## Exercise
Set the entries down once more, exactly as they are worded.

*** Opening Material provided ***

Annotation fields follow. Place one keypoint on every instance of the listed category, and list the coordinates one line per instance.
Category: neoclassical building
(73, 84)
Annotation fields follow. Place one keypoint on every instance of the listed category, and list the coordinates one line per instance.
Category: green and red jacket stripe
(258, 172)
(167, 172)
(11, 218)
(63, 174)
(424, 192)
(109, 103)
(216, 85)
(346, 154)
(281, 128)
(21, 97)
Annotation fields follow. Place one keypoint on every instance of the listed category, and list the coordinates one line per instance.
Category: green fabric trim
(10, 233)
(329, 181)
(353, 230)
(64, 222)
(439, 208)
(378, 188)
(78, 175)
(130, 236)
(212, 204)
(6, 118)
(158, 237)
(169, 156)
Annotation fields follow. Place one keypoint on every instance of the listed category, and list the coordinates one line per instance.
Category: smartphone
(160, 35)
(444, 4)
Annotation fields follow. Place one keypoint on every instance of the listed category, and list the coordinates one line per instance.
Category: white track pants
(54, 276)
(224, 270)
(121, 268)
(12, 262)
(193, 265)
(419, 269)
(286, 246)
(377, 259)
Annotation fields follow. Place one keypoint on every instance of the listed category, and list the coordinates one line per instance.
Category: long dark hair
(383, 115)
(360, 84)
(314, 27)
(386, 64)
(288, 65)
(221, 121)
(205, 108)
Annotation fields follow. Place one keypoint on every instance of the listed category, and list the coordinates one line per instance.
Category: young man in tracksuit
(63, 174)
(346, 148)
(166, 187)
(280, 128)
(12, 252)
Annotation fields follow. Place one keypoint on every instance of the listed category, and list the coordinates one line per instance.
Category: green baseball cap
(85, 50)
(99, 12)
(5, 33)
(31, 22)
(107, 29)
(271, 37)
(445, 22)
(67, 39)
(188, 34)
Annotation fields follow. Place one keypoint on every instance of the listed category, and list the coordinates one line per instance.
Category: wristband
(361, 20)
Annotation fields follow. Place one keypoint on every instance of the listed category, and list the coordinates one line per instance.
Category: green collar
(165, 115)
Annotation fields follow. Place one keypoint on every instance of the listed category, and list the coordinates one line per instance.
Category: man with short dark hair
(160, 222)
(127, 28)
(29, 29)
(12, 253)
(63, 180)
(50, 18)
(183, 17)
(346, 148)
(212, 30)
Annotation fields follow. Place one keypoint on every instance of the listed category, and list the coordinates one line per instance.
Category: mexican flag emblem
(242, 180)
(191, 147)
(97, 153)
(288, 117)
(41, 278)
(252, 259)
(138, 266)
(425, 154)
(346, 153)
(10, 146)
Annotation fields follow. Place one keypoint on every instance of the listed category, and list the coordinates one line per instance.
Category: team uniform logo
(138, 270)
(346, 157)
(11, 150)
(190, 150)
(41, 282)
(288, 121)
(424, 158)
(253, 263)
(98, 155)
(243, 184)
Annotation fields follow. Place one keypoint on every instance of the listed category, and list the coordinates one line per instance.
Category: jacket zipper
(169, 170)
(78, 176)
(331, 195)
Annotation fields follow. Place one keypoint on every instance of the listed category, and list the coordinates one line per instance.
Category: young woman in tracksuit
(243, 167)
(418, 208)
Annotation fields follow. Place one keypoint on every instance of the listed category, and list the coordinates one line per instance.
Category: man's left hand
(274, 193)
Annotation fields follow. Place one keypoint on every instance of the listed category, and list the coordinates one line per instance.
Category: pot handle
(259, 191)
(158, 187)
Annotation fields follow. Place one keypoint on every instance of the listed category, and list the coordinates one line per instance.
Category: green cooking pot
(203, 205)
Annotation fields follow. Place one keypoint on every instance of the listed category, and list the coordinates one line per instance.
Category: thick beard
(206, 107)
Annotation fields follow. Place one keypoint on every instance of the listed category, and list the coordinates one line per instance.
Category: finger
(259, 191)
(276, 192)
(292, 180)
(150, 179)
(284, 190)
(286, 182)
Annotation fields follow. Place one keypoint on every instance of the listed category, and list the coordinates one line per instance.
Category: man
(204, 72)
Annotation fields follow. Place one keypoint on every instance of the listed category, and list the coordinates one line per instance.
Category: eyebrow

*** Closing Material provided ***

## Solution for this exercise
Annotation fields follow. Place one keypoint on every instance of the listed category, and list the coordinates one line per instance.
Category: neoclassical building
(73, 84)
Annotation fields follow. Place one keypoint on every instance of the listed category, and list the coordinates one line per instance.
Category: green and red jacket stripe
(258, 172)
(167, 172)
(11, 218)
(63, 174)
(424, 192)
(109, 103)
(216, 85)
(346, 154)
(281, 128)
(21, 97)
Annotation fields follow. Place one keypoint on every instance of the listed category, and list the coordinates one line per instance.
Category: green fabric trim
(10, 233)
(329, 181)
(353, 230)
(64, 222)
(439, 208)
(378, 188)
(78, 175)
(130, 236)
(212, 204)
(6, 118)
(158, 237)
(169, 156)
Annotation fields follow. Place one keypoint on every instance of the listed category, and list the coordinates one line per instance.
Category: smartphone
(160, 35)
(444, 4)
Annotation fields follow. Place one keypoint on every instance of the listed category, and list the coordinates one line per instance.
Category: white track pants
(54, 276)
(224, 270)
(121, 268)
(12, 262)
(193, 265)
(419, 269)
(286, 246)
(377, 259)
Annotation fields follow. Place one keypoint on every instance of the listed category, and list the coordinates one line per instance.
Category: long dark hair
(383, 115)
(360, 84)
(314, 27)
(386, 64)
(288, 65)
(221, 121)
(205, 108)
Annotation fields follow. Place one keypoint on every instance of the listed category, and list the coordinates one line per instance.
Category: young man in tracksuit
(63, 174)
(346, 148)
(166, 187)
(280, 128)
(12, 252)
Annotation fields follow. Place one keypoint on every instance of the listed category, and list the coordinates one line per instance.
Category: green baseball cap
(85, 50)
(99, 12)
(5, 33)
(31, 22)
(107, 29)
(271, 37)
(445, 22)
(67, 39)
(188, 34)
Annotation fields follow. Place one keypoint on every instance of the listed category, and list the coordinates one line per instance.
Category: wristband
(361, 20)
Annotation fields follow. Place one keypoint on every instance of the listed category, and list the coordinates one line per instance.
Category: green collar
(165, 115)
Annotation fields follow. Place one keypoint on every instance of the listed category, and list the coordinates one line per instance.
Category: man with short dark hair
(160, 222)
(127, 28)
(29, 29)
(12, 253)
(63, 180)
(50, 18)
(183, 17)
(346, 148)
(212, 30)
Annotation fields follow. Place one keypoint on every instance of the listed category, and list the coordinates one line per instance.
Category: mexican flag emblem
(242, 180)
(191, 147)
(97, 153)
(288, 117)
(41, 278)
(252, 259)
(138, 266)
(425, 154)
(346, 153)
(10, 146)
Annotation fields follow. Place one keypoint on every instance of the listed category, and list the coordinates one line per instance.
Category: team uniform logo
(138, 270)
(346, 157)
(11, 150)
(190, 150)
(41, 282)
(288, 121)
(424, 158)
(253, 263)
(98, 155)
(243, 184)
Annotation fields follow. Place one keypoint on every instance of the listed category, and list the coordinates one line per instance.
Category: jacket zipper
(169, 170)
(78, 176)
(331, 195)
Annotation fields follow. Place one keypoint on every instance of the listed category, and list the coordinates one line per instance.
Category: young woman in tracksuit
(243, 167)
(418, 208)
Annotation fields follow. Place one keypoint on every instance of the listed category, and list the coordinates one line per instance.
Category: man's left hand
(274, 193)
Annotation fields follow. Place one keypoint on every instance of the listed category, and list the coordinates one line per instance.
Category: pot handle
(259, 191)
(158, 187)
Annotation fields follow. Place one keypoint on every instance of the listed category, and list the coordinates one line per instance.
Category: green cooking pot
(203, 205)
Annotation fields follow. Place one keypoint on every instance of the listed category, and list the coordinates one line per instance.
Category: thick beard
(206, 107)
Annotation fields follow. Place one keypoint on every instance of the listed category, and list the coordinates one line per instance.
Category: finger
(259, 191)
(276, 192)
(292, 180)
(150, 179)
(284, 190)
(286, 182)
Annotation fields follow. Place one keypoint on every instance of the listed category, and list the coordinates one line per instance.
Category: man
(204, 72)
Annotation fields follow. Place one keypoint on every instance of the listed category, and list the coordinates one line per instance.
Category: eyebrow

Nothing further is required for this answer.